> INSTRUCTION
Nothing before the line containing "Can you tell me where the fluorescent" belongs in the answer; quote that line and all lines after it through the end of the material, word for word.
==================================================
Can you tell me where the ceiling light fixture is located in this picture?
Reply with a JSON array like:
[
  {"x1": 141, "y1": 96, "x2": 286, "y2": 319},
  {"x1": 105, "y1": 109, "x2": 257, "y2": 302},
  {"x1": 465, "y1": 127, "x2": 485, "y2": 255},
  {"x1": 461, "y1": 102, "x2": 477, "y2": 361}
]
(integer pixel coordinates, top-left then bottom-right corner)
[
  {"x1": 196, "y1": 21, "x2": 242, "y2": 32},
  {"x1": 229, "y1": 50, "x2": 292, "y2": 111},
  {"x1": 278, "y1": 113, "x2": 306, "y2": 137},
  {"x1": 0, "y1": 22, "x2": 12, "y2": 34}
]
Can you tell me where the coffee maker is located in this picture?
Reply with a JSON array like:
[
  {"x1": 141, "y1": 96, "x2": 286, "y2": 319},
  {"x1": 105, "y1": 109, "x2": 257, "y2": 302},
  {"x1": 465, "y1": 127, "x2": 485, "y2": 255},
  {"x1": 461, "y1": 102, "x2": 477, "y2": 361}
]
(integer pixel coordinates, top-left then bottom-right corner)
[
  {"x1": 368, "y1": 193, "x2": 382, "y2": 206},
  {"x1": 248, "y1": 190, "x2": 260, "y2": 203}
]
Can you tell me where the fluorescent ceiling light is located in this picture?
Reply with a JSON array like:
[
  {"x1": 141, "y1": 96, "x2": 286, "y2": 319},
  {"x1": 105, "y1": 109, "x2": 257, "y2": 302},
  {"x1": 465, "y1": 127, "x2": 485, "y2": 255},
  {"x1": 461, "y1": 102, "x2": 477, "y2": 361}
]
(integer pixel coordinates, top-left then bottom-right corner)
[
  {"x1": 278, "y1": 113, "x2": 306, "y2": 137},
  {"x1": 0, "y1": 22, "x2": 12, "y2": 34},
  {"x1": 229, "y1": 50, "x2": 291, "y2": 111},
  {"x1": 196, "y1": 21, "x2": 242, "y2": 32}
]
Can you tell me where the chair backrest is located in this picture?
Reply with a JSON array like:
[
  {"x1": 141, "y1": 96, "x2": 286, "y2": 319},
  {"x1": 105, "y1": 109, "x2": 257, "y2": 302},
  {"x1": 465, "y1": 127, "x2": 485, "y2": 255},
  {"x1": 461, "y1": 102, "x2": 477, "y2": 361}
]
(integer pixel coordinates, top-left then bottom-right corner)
==================================================
> WRITTEN REPLY
Can you tell me where the fluorescent ceiling light is located in this picture?
Reply with a JSON array like:
[
  {"x1": 141, "y1": 96, "x2": 286, "y2": 319},
  {"x1": 105, "y1": 109, "x2": 257, "y2": 302},
  {"x1": 465, "y1": 127, "x2": 485, "y2": 255},
  {"x1": 461, "y1": 102, "x2": 477, "y2": 361}
]
(integer pixel coordinates, top-left then bottom-right corner)
[
  {"x1": 278, "y1": 113, "x2": 306, "y2": 137},
  {"x1": 0, "y1": 22, "x2": 12, "y2": 34},
  {"x1": 229, "y1": 50, "x2": 291, "y2": 111},
  {"x1": 196, "y1": 21, "x2": 242, "y2": 32}
]
Can you tell me where the chair backrest is located in this picture?
Reply with a JSON array like:
[
  {"x1": 141, "y1": 96, "x2": 286, "y2": 319},
  {"x1": 105, "y1": 109, "x2": 257, "y2": 302},
  {"x1": 465, "y1": 127, "x2": 485, "y2": 255},
  {"x1": 461, "y1": 102, "x2": 477, "y2": 361}
]
(integer pixel coordinates, top-left then bottom-right corner)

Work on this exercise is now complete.